--- Exercise task ---
Quote, word for word, the part of the items that opens with the line containing "point_to SHOULD place one pin on every instance of the polished" and runs through the end of the items.

--- Records for this exercise ---

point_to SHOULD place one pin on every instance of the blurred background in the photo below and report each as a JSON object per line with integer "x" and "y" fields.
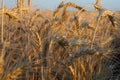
{"x": 52, "y": 4}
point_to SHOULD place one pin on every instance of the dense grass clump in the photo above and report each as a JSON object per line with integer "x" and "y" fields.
{"x": 64, "y": 45}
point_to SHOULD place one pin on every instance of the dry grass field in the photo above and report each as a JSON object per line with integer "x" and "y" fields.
{"x": 60, "y": 44}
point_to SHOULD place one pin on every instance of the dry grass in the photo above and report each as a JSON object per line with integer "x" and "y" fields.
{"x": 78, "y": 45}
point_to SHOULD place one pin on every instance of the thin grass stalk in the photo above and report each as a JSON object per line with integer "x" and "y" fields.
{"x": 2, "y": 30}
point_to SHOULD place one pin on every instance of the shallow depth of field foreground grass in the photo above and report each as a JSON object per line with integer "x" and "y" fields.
{"x": 60, "y": 44}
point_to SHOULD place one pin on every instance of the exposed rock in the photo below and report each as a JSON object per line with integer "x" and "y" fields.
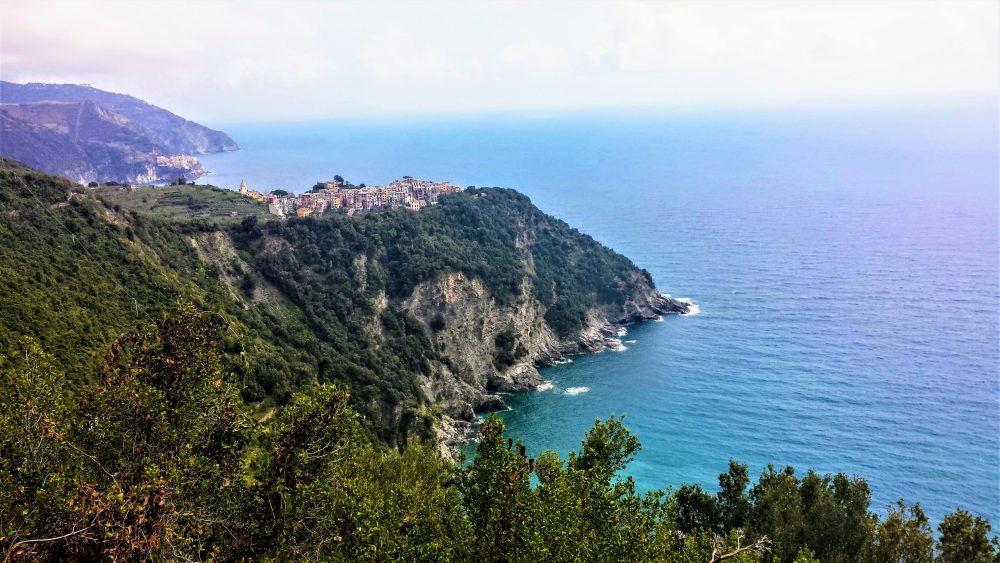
{"x": 175, "y": 134}
{"x": 472, "y": 318}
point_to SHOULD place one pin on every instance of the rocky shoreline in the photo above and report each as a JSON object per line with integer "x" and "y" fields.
{"x": 603, "y": 332}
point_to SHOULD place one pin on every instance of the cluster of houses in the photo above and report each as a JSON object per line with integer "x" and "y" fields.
{"x": 336, "y": 195}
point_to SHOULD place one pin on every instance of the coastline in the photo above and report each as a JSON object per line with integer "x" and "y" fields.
{"x": 600, "y": 335}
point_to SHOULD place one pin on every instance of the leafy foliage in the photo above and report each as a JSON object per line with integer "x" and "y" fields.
{"x": 161, "y": 460}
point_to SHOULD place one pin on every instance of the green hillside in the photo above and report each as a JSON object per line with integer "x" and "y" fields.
{"x": 176, "y": 389}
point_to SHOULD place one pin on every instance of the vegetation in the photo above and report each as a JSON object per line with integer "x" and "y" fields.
{"x": 232, "y": 427}
{"x": 302, "y": 298}
{"x": 161, "y": 460}
{"x": 183, "y": 202}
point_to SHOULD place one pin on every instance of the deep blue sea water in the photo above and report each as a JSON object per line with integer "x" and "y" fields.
{"x": 845, "y": 263}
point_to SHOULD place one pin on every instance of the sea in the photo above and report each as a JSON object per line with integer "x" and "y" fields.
{"x": 843, "y": 261}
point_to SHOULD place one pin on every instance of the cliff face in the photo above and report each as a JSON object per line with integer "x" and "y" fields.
{"x": 176, "y": 134}
{"x": 425, "y": 316}
{"x": 88, "y": 135}
{"x": 465, "y": 321}
{"x": 86, "y": 142}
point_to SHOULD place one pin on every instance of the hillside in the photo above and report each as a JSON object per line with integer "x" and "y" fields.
{"x": 138, "y": 446}
{"x": 424, "y": 315}
{"x": 86, "y": 142}
{"x": 176, "y": 134}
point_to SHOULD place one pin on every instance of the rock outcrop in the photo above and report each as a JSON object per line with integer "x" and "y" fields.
{"x": 88, "y": 135}
{"x": 176, "y": 134}
{"x": 464, "y": 321}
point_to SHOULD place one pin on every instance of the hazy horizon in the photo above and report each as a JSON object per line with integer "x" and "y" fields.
{"x": 224, "y": 62}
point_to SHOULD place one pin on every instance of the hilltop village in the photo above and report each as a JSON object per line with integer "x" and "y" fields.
{"x": 339, "y": 196}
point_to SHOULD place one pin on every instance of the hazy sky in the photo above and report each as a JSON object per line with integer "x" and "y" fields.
{"x": 246, "y": 61}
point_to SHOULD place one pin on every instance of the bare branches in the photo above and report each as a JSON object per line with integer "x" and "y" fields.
{"x": 719, "y": 553}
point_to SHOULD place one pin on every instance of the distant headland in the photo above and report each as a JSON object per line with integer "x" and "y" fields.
{"x": 90, "y": 135}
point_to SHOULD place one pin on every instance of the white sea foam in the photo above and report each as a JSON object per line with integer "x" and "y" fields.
{"x": 693, "y": 310}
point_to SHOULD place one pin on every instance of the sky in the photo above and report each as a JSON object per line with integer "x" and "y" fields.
{"x": 240, "y": 61}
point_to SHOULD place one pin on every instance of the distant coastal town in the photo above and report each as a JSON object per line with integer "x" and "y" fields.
{"x": 337, "y": 195}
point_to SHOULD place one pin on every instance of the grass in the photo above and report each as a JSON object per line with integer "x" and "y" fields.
{"x": 183, "y": 203}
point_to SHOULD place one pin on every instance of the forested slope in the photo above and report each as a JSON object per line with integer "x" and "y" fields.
{"x": 306, "y": 300}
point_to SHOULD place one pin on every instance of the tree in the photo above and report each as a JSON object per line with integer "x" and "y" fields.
{"x": 965, "y": 538}
{"x": 734, "y": 505}
{"x": 904, "y": 536}
{"x": 496, "y": 492}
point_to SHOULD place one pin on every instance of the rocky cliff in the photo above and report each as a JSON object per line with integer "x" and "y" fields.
{"x": 88, "y": 135}
{"x": 176, "y": 134}
{"x": 86, "y": 142}
{"x": 465, "y": 322}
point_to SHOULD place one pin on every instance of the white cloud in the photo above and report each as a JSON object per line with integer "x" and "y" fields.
{"x": 270, "y": 60}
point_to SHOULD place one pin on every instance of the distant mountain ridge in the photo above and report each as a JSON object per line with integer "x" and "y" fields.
{"x": 88, "y": 135}
{"x": 178, "y": 135}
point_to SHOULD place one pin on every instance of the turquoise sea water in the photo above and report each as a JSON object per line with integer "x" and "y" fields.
{"x": 845, "y": 264}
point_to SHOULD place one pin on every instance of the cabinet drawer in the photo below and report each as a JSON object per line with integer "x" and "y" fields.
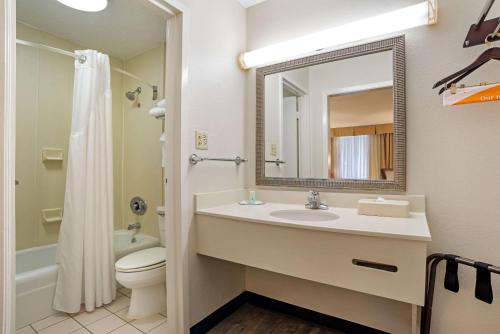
{"x": 386, "y": 267}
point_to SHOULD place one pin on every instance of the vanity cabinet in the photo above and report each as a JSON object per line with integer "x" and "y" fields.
{"x": 390, "y": 267}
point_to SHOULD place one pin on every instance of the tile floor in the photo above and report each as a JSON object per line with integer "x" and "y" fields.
{"x": 108, "y": 319}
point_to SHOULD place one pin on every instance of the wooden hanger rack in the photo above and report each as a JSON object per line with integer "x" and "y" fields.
{"x": 483, "y": 31}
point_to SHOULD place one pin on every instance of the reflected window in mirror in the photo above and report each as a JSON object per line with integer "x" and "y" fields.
{"x": 361, "y": 134}
{"x": 334, "y": 120}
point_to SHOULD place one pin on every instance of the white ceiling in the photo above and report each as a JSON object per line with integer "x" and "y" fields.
{"x": 126, "y": 28}
{"x": 250, "y": 3}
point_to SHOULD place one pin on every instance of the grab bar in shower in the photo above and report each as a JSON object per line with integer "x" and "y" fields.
{"x": 194, "y": 159}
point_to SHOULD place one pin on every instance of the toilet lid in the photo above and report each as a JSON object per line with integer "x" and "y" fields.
{"x": 151, "y": 257}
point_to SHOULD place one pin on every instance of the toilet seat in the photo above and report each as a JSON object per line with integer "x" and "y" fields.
{"x": 143, "y": 260}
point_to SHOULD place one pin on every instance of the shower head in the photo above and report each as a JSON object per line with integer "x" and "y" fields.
{"x": 132, "y": 95}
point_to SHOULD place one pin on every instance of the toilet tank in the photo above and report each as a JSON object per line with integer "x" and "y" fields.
{"x": 160, "y": 211}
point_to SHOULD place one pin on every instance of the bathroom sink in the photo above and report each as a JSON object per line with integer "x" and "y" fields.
{"x": 305, "y": 215}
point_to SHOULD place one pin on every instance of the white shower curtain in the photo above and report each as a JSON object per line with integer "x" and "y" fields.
{"x": 85, "y": 250}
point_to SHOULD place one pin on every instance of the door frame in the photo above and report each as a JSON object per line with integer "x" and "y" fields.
{"x": 175, "y": 91}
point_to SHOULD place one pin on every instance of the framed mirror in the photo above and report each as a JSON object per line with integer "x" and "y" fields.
{"x": 334, "y": 120}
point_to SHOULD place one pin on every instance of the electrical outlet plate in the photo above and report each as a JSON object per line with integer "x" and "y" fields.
{"x": 274, "y": 150}
{"x": 201, "y": 140}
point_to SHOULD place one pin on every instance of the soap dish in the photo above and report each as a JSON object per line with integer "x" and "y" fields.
{"x": 247, "y": 202}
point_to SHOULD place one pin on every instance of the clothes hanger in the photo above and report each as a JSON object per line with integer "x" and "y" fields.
{"x": 486, "y": 56}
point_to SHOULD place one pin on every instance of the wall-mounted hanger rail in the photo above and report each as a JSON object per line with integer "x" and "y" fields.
{"x": 432, "y": 263}
{"x": 194, "y": 159}
{"x": 483, "y": 31}
{"x": 486, "y": 56}
{"x": 277, "y": 162}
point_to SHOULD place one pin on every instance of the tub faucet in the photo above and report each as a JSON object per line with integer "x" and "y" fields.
{"x": 314, "y": 201}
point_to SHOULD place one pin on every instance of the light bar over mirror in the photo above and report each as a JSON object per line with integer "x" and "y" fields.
{"x": 424, "y": 13}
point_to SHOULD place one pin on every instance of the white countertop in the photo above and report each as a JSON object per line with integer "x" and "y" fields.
{"x": 413, "y": 228}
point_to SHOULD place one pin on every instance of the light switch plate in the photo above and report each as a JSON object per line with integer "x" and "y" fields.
{"x": 201, "y": 140}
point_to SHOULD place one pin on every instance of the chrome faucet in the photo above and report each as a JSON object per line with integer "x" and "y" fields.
{"x": 314, "y": 202}
{"x": 134, "y": 226}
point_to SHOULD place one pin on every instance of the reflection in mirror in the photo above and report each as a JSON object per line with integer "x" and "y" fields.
{"x": 361, "y": 135}
{"x": 331, "y": 121}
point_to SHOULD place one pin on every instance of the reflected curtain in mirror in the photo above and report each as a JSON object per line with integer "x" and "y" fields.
{"x": 364, "y": 152}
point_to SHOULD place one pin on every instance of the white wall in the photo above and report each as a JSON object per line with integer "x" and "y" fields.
{"x": 452, "y": 152}
{"x": 215, "y": 102}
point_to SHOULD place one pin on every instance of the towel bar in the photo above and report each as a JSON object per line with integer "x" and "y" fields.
{"x": 194, "y": 159}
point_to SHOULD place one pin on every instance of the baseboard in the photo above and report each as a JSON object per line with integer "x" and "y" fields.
{"x": 327, "y": 321}
{"x": 220, "y": 314}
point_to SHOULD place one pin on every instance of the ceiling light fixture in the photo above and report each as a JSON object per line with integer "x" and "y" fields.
{"x": 424, "y": 13}
{"x": 86, "y": 5}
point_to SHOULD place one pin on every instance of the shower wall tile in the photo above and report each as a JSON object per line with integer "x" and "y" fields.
{"x": 142, "y": 149}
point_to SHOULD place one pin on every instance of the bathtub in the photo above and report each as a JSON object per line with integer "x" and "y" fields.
{"x": 36, "y": 275}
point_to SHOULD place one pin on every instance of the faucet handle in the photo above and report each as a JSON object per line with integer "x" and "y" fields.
{"x": 313, "y": 194}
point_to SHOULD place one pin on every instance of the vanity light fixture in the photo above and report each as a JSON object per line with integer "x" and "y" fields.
{"x": 424, "y": 13}
{"x": 86, "y": 5}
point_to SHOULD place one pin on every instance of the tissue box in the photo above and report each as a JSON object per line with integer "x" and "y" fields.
{"x": 384, "y": 208}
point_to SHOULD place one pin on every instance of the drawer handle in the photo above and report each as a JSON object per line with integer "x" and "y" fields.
{"x": 375, "y": 265}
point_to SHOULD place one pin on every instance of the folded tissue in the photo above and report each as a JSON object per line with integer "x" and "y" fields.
{"x": 384, "y": 208}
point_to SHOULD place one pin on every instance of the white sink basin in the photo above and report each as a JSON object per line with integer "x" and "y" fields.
{"x": 305, "y": 215}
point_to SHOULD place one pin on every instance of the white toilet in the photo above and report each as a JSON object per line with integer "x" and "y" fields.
{"x": 144, "y": 272}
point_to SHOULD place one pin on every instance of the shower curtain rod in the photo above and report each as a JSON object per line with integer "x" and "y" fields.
{"x": 82, "y": 60}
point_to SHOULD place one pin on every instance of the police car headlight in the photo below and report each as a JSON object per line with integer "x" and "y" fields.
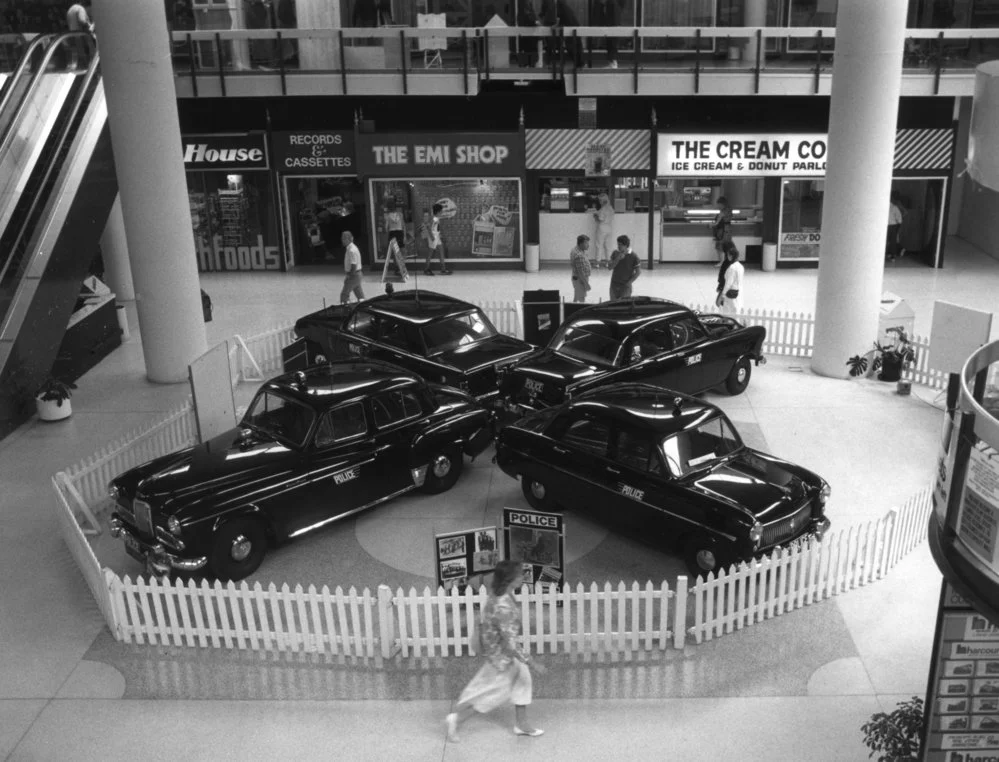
{"x": 173, "y": 524}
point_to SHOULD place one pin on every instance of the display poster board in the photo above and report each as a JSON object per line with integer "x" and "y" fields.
{"x": 537, "y": 540}
{"x": 463, "y": 556}
{"x": 598, "y": 160}
{"x": 211, "y": 388}
{"x": 802, "y": 244}
{"x": 962, "y": 711}
{"x": 978, "y": 514}
{"x": 955, "y": 334}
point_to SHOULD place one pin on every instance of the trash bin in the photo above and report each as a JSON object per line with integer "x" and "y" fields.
{"x": 769, "y": 257}
{"x": 532, "y": 257}
{"x": 542, "y": 315}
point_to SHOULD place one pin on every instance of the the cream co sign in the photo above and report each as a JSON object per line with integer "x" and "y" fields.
{"x": 742, "y": 155}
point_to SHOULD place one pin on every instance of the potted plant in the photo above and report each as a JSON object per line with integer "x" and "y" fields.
{"x": 895, "y": 736}
{"x": 890, "y": 358}
{"x": 52, "y": 399}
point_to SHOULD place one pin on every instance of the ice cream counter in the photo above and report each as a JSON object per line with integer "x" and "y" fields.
{"x": 558, "y": 231}
{"x": 693, "y": 241}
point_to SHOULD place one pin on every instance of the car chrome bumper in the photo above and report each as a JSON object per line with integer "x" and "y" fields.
{"x": 153, "y": 554}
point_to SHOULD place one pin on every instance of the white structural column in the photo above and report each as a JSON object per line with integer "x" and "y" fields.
{"x": 145, "y": 134}
{"x": 756, "y": 15}
{"x": 114, "y": 250}
{"x": 867, "y": 77}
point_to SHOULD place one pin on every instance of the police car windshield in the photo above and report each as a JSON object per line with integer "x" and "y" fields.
{"x": 282, "y": 418}
{"x": 588, "y": 341}
{"x": 700, "y": 447}
{"x": 456, "y": 332}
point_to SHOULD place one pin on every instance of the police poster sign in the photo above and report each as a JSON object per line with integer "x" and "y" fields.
{"x": 464, "y": 557}
{"x": 537, "y": 540}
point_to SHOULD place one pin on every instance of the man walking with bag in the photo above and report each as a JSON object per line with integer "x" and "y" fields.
{"x": 351, "y": 269}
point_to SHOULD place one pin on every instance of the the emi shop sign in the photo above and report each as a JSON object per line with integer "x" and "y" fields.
{"x": 441, "y": 154}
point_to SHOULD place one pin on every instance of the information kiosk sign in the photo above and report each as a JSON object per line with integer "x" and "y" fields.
{"x": 537, "y": 540}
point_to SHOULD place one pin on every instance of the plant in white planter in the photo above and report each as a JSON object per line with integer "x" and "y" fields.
{"x": 52, "y": 399}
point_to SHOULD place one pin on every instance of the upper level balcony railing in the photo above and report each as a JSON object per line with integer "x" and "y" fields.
{"x": 421, "y": 60}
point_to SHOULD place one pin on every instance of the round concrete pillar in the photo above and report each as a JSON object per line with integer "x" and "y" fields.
{"x": 114, "y": 250}
{"x": 145, "y": 133}
{"x": 867, "y": 77}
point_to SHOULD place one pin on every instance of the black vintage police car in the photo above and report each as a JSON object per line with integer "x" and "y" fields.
{"x": 642, "y": 339}
{"x": 665, "y": 466}
{"x": 313, "y": 447}
{"x": 442, "y": 338}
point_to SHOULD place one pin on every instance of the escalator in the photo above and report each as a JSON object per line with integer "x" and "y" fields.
{"x": 55, "y": 141}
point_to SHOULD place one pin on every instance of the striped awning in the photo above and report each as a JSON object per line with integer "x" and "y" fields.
{"x": 631, "y": 150}
{"x": 924, "y": 149}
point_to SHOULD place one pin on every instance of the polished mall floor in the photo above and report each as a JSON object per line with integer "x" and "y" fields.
{"x": 797, "y": 687}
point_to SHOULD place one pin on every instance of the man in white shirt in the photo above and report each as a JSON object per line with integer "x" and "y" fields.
{"x": 352, "y": 269}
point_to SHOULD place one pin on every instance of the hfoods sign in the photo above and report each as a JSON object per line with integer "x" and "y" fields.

--- Solution below ---
point_to SHOULD place one pin on every instance of the polished mall floor in the photo above and report each as a JSON object per line with integer "x" and "y" fields.
{"x": 797, "y": 687}
point_to SHOULD place one pin on every instance of the man in white shirt in the photo above and report each as a JSON object per line with integer "x" and "y" fields.
{"x": 352, "y": 269}
point_to SHOULD place one pin on every instance of the hfoods sign in the photo above and report each as a JSON object per line with integer "x" and "y" fields.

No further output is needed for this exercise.